>>

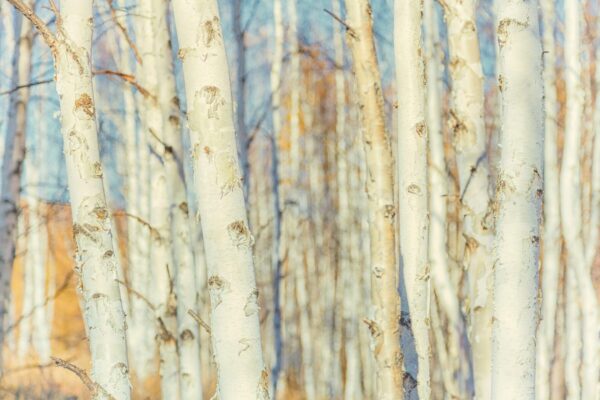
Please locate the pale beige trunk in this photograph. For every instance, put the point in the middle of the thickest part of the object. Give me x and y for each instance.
(228, 241)
(469, 140)
(385, 317)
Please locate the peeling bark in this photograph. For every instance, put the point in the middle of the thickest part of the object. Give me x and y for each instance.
(384, 322)
(235, 335)
(519, 199)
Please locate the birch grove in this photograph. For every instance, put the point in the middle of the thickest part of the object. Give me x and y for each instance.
(283, 199)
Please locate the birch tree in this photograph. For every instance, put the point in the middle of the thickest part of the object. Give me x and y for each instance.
(384, 321)
(217, 176)
(570, 201)
(519, 195)
(12, 160)
(95, 257)
(412, 178)
(456, 372)
(551, 233)
(161, 257)
(188, 349)
(469, 142)
(277, 257)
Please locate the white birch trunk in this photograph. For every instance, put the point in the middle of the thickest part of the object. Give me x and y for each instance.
(162, 293)
(384, 322)
(446, 293)
(12, 160)
(295, 225)
(95, 258)
(190, 380)
(277, 253)
(25, 326)
(217, 176)
(519, 198)
(469, 140)
(412, 179)
(571, 203)
(551, 233)
(240, 83)
(572, 337)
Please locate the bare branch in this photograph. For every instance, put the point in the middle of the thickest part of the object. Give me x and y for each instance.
(199, 320)
(93, 387)
(153, 231)
(127, 78)
(30, 84)
(36, 21)
(137, 294)
(341, 21)
(122, 28)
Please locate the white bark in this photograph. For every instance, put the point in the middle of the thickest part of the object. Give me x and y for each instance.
(551, 233)
(150, 31)
(276, 254)
(572, 337)
(12, 159)
(519, 195)
(438, 193)
(295, 225)
(469, 140)
(412, 179)
(217, 176)
(570, 199)
(384, 322)
(348, 268)
(96, 262)
(190, 380)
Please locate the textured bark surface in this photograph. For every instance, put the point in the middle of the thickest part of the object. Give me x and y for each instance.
(385, 316)
(519, 198)
(456, 374)
(96, 263)
(470, 143)
(149, 29)
(571, 203)
(218, 182)
(412, 180)
(12, 162)
(551, 233)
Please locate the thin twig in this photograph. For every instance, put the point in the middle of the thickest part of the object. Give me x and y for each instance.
(64, 285)
(199, 320)
(341, 21)
(142, 221)
(127, 78)
(40, 25)
(122, 28)
(30, 84)
(137, 294)
(93, 387)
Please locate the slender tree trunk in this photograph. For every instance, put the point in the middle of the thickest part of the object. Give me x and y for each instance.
(458, 357)
(412, 179)
(149, 32)
(217, 175)
(296, 209)
(551, 233)
(95, 257)
(12, 162)
(384, 322)
(350, 285)
(519, 198)
(277, 254)
(570, 200)
(240, 83)
(573, 343)
(188, 348)
(469, 140)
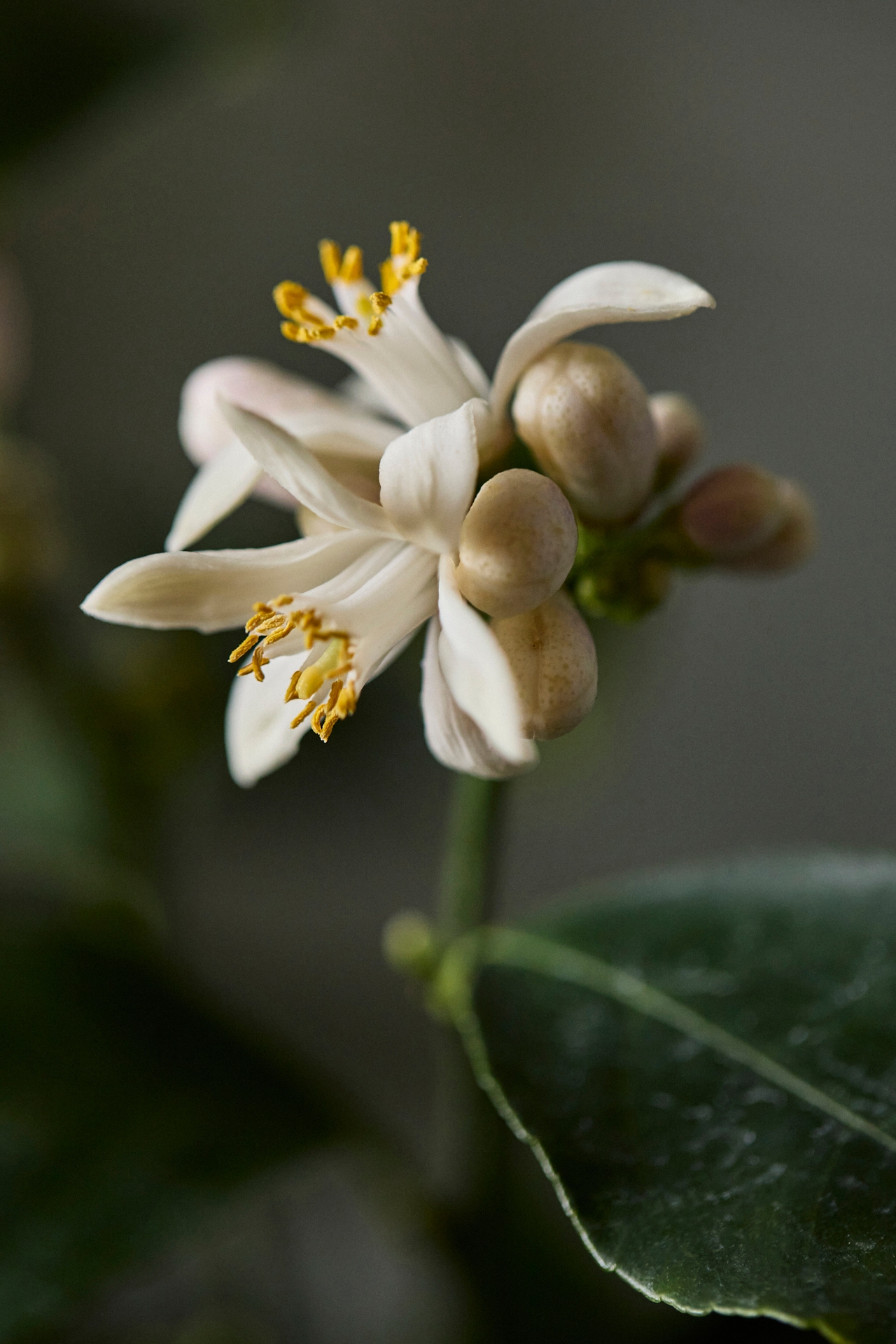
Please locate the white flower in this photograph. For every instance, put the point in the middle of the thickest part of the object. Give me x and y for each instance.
(406, 371)
(328, 613)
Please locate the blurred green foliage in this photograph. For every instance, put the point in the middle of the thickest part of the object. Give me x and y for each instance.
(127, 1107)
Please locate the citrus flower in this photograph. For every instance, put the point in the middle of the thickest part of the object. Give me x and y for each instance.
(406, 371)
(327, 613)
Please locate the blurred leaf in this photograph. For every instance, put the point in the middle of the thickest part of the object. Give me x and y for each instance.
(704, 1062)
(127, 1109)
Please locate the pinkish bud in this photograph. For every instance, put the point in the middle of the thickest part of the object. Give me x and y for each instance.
(747, 519)
(554, 664)
(517, 543)
(586, 419)
(796, 540)
(680, 435)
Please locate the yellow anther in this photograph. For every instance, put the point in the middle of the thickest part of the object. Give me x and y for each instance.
(290, 690)
(258, 663)
(244, 648)
(331, 257)
(352, 265)
(289, 299)
(270, 624)
(399, 229)
(388, 280)
(302, 714)
(280, 635)
(309, 682)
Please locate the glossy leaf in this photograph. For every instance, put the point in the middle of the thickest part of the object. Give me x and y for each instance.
(127, 1109)
(704, 1062)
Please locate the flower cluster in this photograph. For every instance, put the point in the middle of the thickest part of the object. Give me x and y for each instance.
(383, 476)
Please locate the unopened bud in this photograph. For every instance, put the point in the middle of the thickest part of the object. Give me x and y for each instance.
(793, 543)
(747, 519)
(554, 664)
(680, 435)
(517, 543)
(410, 945)
(587, 421)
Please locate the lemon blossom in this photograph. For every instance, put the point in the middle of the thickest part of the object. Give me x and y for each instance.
(407, 371)
(327, 613)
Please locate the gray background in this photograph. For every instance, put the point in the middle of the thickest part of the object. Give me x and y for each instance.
(746, 143)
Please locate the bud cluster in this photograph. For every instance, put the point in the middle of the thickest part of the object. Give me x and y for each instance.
(614, 452)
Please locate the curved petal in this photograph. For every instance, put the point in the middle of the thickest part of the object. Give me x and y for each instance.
(614, 292)
(214, 590)
(428, 479)
(409, 363)
(216, 489)
(470, 368)
(326, 422)
(257, 724)
(451, 736)
(298, 472)
(477, 672)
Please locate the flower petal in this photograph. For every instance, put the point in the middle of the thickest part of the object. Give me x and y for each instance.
(214, 590)
(614, 292)
(324, 421)
(409, 363)
(451, 736)
(216, 489)
(298, 472)
(477, 672)
(257, 724)
(428, 479)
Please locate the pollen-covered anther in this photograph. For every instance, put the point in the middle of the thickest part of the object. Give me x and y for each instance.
(405, 261)
(302, 324)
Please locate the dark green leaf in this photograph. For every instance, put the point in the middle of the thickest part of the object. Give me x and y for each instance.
(127, 1109)
(704, 1062)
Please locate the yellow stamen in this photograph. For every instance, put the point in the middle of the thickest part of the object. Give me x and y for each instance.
(352, 265)
(290, 690)
(331, 257)
(258, 663)
(344, 706)
(335, 663)
(302, 714)
(309, 682)
(289, 299)
(244, 648)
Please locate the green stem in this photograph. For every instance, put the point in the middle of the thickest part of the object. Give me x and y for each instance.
(464, 1126)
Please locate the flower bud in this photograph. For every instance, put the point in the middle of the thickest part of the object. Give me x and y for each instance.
(517, 543)
(747, 519)
(554, 664)
(680, 435)
(587, 421)
(793, 543)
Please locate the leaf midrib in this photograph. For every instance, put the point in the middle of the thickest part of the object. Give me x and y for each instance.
(530, 952)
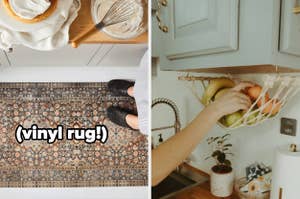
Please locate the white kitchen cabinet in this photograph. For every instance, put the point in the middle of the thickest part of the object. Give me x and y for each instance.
(218, 34)
(289, 29)
(200, 27)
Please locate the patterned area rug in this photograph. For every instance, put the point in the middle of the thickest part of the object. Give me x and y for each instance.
(121, 161)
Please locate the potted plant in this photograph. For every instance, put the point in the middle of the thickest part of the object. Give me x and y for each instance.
(222, 176)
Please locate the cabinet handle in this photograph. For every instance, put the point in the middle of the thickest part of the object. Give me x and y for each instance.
(296, 9)
(161, 3)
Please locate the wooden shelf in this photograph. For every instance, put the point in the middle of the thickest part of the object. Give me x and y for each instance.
(84, 21)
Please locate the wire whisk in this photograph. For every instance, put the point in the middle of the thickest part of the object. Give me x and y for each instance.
(120, 11)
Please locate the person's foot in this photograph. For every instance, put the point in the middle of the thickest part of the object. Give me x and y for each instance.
(122, 117)
(120, 87)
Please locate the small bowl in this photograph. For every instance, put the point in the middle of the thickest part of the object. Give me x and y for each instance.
(122, 30)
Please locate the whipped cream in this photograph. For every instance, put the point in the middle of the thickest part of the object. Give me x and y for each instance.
(29, 9)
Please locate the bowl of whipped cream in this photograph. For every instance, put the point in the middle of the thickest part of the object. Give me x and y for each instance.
(131, 28)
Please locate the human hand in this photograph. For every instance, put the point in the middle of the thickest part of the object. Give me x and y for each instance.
(232, 101)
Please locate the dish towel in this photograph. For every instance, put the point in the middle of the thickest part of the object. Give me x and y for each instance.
(53, 34)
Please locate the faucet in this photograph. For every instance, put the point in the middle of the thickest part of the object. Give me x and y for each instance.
(177, 125)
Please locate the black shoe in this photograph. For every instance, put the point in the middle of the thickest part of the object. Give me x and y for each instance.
(118, 116)
(119, 87)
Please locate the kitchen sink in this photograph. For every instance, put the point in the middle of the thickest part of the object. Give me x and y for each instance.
(177, 181)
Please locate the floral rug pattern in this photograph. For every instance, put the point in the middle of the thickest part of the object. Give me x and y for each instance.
(121, 161)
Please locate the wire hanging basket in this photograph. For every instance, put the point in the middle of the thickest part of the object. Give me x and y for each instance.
(275, 91)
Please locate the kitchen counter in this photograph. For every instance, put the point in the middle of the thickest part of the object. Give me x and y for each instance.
(200, 191)
(84, 21)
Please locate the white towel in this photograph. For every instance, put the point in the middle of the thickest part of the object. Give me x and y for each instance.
(53, 33)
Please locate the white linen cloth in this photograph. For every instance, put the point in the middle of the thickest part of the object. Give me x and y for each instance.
(29, 9)
(141, 94)
(52, 33)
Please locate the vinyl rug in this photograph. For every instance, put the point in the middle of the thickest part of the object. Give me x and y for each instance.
(121, 161)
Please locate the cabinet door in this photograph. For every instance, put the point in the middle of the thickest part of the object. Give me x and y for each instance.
(200, 27)
(290, 29)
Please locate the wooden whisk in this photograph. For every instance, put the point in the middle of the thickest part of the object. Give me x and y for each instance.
(120, 11)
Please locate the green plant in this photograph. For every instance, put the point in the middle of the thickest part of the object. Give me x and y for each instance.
(221, 150)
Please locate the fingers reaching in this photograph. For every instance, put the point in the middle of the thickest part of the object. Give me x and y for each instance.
(242, 86)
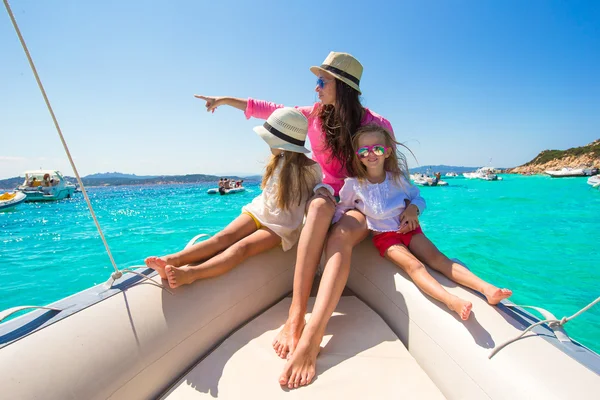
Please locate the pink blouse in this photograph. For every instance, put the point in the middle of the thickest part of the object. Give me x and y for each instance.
(333, 172)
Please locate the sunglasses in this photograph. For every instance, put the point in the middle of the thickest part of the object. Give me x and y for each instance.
(322, 82)
(377, 149)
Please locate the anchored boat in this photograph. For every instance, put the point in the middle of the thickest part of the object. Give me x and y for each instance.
(46, 185)
(8, 200)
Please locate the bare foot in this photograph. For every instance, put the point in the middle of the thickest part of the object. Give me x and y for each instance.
(157, 264)
(495, 295)
(461, 307)
(287, 339)
(178, 276)
(300, 368)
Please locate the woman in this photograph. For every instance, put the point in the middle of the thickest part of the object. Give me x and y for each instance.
(332, 123)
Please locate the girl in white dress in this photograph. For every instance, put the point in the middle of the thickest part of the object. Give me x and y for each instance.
(383, 193)
(273, 218)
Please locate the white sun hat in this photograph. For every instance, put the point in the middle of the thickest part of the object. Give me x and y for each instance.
(285, 129)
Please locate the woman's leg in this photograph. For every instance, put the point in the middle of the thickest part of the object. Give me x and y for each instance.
(239, 228)
(261, 240)
(403, 258)
(426, 251)
(347, 233)
(310, 247)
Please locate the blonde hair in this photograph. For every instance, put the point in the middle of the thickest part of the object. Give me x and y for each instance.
(395, 164)
(296, 179)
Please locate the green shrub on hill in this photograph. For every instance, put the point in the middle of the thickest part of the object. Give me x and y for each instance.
(550, 155)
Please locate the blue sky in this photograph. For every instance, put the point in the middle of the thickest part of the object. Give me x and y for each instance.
(460, 81)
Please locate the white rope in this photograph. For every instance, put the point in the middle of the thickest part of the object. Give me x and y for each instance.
(117, 274)
(553, 323)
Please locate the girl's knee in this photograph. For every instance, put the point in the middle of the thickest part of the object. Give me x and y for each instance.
(321, 207)
(239, 250)
(224, 237)
(414, 267)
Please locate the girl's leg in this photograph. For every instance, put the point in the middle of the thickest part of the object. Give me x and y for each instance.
(403, 258)
(347, 233)
(239, 228)
(261, 240)
(310, 247)
(426, 251)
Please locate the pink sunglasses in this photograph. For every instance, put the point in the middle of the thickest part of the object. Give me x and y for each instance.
(377, 149)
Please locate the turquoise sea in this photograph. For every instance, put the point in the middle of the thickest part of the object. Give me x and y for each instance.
(536, 235)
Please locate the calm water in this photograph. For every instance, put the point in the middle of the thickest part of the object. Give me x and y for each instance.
(536, 235)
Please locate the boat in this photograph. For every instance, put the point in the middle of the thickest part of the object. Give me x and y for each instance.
(424, 180)
(212, 339)
(10, 200)
(226, 191)
(571, 172)
(484, 173)
(54, 188)
(132, 338)
(594, 181)
(427, 179)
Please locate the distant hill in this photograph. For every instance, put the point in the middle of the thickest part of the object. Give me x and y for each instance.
(575, 157)
(118, 179)
(443, 169)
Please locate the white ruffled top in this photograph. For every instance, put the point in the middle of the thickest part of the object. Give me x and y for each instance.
(287, 224)
(382, 203)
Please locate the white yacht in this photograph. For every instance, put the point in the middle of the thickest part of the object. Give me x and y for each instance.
(212, 339)
(484, 173)
(570, 172)
(594, 181)
(46, 185)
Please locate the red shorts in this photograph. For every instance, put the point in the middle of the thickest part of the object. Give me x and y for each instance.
(385, 240)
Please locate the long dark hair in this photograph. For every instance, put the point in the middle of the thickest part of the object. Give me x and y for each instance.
(340, 123)
(295, 178)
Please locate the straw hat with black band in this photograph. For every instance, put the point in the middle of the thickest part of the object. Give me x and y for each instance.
(285, 129)
(342, 66)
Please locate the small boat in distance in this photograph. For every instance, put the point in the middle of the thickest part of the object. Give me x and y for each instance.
(594, 181)
(46, 185)
(570, 172)
(225, 191)
(426, 180)
(10, 200)
(484, 173)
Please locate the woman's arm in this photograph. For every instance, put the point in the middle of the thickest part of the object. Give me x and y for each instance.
(213, 102)
(409, 218)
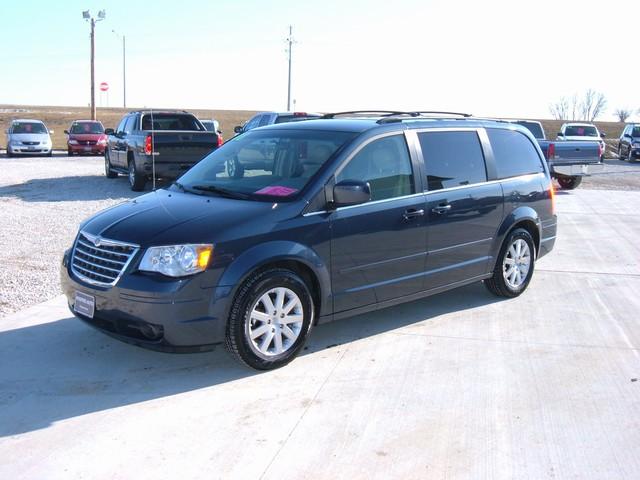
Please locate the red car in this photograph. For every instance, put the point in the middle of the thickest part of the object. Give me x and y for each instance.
(86, 137)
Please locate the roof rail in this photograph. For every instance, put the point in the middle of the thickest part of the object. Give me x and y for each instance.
(378, 113)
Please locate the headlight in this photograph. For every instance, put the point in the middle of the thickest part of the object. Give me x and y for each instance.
(177, 260)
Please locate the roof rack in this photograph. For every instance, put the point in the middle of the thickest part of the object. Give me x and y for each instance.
(377, 113)
(421, 114)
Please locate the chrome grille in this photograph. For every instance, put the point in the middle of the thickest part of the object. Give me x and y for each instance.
(99, 260)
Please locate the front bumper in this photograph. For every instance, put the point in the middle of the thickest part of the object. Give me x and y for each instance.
(94, 149)
(174, 315)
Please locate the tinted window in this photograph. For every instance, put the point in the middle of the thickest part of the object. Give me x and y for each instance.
(580, 131)
(514, 153)
(452, 159)
(533, 127)
(170, 121)
(385, 164)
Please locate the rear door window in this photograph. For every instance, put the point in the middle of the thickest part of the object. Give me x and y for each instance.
(452, 159)
(385, 164)
(514, 153)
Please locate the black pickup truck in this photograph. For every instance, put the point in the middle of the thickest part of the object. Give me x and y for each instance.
(156, 144)
(568, 160)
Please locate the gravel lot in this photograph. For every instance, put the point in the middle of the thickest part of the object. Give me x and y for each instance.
(42, 201)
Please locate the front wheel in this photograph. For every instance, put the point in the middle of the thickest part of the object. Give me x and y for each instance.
(514, 268)
(270, 319)
(136, 179)
(569, 183)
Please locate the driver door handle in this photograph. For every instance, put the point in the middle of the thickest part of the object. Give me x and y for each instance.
(442, 208)
(412, 213)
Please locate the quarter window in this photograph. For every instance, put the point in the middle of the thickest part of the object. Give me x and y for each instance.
(385, 164)
(452, 159)
(514, 153)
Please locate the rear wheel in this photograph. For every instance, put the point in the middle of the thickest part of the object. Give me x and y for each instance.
(514, 268)
(270, 319)
(109, 173)
(136, 179)
(569, 183)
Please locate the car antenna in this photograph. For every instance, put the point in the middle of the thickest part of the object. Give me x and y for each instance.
(153, 157)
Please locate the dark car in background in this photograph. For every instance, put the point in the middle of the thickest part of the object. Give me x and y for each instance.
(86, 137)
(356, 214)
(263, 119)
(156, 144)
(629, 143)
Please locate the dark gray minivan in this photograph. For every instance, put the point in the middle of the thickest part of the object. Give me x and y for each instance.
(336, 217)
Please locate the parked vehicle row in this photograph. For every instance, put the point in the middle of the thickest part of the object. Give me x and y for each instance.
(569, 160)
(351, 215)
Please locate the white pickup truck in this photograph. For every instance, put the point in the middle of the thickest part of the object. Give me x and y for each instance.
(582, 132)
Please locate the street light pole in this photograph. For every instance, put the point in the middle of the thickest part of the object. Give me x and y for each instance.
(124, 69)
(87, 16)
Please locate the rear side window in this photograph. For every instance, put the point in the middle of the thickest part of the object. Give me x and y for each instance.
(385, 164)
(514, 153)
(452, 159)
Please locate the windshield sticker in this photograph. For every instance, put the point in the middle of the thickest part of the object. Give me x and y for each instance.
(276, 191)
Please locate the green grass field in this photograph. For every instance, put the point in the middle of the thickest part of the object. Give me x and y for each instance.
(59, 118)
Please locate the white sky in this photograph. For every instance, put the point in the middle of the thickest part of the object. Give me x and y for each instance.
(498, 58)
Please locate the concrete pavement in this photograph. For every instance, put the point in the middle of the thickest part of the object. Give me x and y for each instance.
(460, 385)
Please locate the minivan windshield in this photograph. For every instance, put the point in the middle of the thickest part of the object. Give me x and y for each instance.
(28, 127)
(580, 131)
(264, 164)
(87, 128)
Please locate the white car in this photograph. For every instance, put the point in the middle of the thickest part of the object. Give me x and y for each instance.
(28, 137)
(582, 132)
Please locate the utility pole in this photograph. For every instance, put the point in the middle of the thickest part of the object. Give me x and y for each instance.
(87, 16)
(290, 42)
(124, 70)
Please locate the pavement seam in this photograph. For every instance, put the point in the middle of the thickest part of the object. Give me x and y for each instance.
(293, 429)
(521, 342)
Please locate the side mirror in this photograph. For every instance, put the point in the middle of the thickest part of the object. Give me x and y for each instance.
(351, 192)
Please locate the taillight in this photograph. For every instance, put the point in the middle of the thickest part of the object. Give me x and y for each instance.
(551, 151)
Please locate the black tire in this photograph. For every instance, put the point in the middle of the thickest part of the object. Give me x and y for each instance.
(137, 180)
(569, 183)
(237, 338)
(497, 284)
(109, 173)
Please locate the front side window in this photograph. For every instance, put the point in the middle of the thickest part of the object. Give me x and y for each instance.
(28, 127)
(385, 164)
(514, 153)
(452, 159)
(269, 165)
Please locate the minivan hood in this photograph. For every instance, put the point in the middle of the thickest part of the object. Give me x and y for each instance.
(169, 218)
(30, 137)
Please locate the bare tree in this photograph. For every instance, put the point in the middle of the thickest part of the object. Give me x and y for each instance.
(560, 109)
(593, 105)
(623, 114)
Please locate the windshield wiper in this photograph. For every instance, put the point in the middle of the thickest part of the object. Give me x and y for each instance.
(222, 191)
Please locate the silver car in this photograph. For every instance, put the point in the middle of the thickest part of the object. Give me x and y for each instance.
(28, 137)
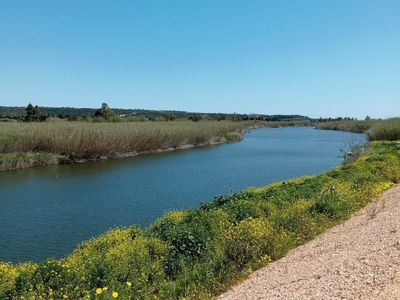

<<

题目详情
数据中含有“plant”一词的行共有几行？只写出数字。

回答
2